> [Your objective]: Starting with the first line, output the data exactly through to the end.

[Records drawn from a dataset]
╔══

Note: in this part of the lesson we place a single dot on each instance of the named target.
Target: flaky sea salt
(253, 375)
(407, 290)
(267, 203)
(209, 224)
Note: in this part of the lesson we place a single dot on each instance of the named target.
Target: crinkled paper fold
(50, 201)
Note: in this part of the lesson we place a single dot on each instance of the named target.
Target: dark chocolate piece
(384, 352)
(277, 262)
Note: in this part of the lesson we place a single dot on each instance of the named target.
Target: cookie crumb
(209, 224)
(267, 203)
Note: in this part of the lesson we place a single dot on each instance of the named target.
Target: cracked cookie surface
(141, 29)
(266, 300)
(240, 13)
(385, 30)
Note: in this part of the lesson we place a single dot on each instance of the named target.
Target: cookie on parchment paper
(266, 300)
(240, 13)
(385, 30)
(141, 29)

╚══

> [Task output]:
Note: in this part of the lesson we place a single dot on each instance of the named target.
Target: flaky sea salt
(253, 375)
(407, 290)
(267, 203)
(209, 224)
Note: in this part of the lesson we place a single dot on each instance of the named target.
Target: crinkled paper fold
(50, 201)
Note: in this part of the lesson we place a single dot on each instance of the named target.
Target: dark chocolate piece
(384, 352)
(277, 262)
Note: in this part of the lesson we place a single dot on each instance of the named target.
Target: cookie crumb
(209, 224)
(267, 203)
Note: in this part of the lesson we place a single dot on each instance of the named target.
Target: cracked cookie surface
(141, 29)
(266, 300)
(240, 13)
(385, 30)
Note: in this part of the lesson we place a single dot on each instance of the named target.
Target: cookie on parchment paper
(266, 300)
(240, 13)
(385, 30)
(141, 29)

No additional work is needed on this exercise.